Task brief
In the passage on online abuse below, how old was the writer the first time someone on IRC explicitly described what they would like to do to the writer sexually?

Passage provided

This week, Helen Lewis-Hasteley posted at the New Statesman the words of seven women speaking about the abuse they’ve received online. That’s spawned a huge conversation, a #feministwishlist hashtag and a lot of other posts, much of which Helen’s rounded up here.

I think I was 12 years old the first time someone on IRC told me explicitly what they’d like to do to me, sexually, then swore at me when I told them I wasn’t interested. I learned, fast, that if I wanted to be taken seriously or heard at all – if I wanted to ensure that random, entirely unsolicited, often threatening sexual advances wouldn’t happen – I’d best pick a male name, online. Or at least be gender neutral. Being female meant I was fair game. It sometimes seems that in 15 years not all that much has changed.

I have maybe half a dozen online pseudonyms I’ve used at various times. There’s one in particular I’ve been writing, commenting, talking under since I was 12. Nowadays I don’t use it much, now I speak under my own name here and on Twitter, but when I’m not pseudonymous I speak about different things. I’m mindful of what I’m saying, not just for what it is but also for the reaction it might provoke. If someone wanted to track me down, it would no longer be particularly hard, with this open identity.

Point-per-instance localization rows
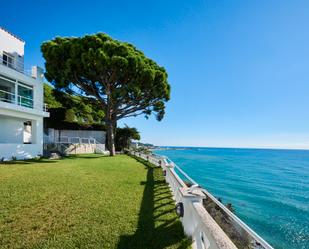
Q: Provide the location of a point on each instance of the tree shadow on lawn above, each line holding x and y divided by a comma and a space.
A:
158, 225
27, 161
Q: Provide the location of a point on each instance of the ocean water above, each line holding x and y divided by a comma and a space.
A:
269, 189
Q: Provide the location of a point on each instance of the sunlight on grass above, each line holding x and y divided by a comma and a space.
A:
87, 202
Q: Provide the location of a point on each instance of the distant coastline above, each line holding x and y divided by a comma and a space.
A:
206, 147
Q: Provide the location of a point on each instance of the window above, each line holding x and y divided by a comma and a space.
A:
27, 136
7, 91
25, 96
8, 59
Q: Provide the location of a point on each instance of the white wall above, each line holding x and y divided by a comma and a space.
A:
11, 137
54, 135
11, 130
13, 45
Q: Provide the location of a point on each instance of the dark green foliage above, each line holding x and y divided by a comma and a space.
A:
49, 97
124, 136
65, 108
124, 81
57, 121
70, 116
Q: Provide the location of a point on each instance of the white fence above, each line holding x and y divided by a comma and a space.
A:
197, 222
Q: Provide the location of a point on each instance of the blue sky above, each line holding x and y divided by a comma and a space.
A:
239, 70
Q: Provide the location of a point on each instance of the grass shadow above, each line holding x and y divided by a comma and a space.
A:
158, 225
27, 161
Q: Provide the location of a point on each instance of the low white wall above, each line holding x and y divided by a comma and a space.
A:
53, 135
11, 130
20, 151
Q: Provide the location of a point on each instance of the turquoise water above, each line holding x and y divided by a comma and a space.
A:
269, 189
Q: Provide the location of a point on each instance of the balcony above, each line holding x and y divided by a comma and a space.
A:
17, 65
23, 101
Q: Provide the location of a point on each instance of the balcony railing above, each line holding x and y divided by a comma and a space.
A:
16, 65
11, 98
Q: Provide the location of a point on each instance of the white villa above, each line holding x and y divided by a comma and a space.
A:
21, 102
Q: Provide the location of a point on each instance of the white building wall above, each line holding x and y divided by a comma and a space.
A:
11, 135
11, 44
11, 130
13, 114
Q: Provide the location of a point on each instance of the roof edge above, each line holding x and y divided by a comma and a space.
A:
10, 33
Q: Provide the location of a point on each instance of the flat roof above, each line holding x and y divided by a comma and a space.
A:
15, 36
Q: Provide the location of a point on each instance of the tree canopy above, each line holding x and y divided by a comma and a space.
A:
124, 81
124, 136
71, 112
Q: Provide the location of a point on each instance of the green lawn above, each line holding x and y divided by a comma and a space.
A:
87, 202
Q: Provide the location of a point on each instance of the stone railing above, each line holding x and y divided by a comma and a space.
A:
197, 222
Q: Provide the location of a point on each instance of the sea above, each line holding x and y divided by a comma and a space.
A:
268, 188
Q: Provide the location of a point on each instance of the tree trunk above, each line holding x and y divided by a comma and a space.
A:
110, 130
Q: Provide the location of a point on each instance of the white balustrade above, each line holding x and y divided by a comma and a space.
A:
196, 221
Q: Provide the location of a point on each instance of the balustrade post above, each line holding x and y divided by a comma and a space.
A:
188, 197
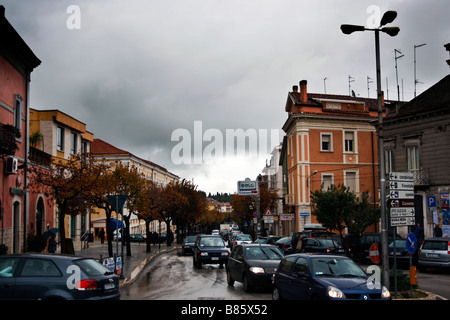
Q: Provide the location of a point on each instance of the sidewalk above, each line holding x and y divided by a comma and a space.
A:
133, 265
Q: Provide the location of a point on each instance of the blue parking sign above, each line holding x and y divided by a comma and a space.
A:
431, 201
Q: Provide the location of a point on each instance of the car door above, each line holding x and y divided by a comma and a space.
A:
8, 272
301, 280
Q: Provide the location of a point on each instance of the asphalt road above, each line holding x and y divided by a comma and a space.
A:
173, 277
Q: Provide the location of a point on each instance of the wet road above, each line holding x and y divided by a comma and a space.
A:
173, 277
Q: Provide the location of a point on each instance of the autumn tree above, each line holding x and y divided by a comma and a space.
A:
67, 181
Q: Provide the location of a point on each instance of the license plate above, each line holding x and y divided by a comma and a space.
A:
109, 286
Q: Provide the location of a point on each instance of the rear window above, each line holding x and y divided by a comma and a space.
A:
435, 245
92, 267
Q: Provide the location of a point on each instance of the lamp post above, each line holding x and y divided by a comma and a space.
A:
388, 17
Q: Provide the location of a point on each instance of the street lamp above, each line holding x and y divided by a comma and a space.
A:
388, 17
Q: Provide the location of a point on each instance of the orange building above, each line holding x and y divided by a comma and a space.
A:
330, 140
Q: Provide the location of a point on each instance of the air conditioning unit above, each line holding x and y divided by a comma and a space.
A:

Task result
12 years old.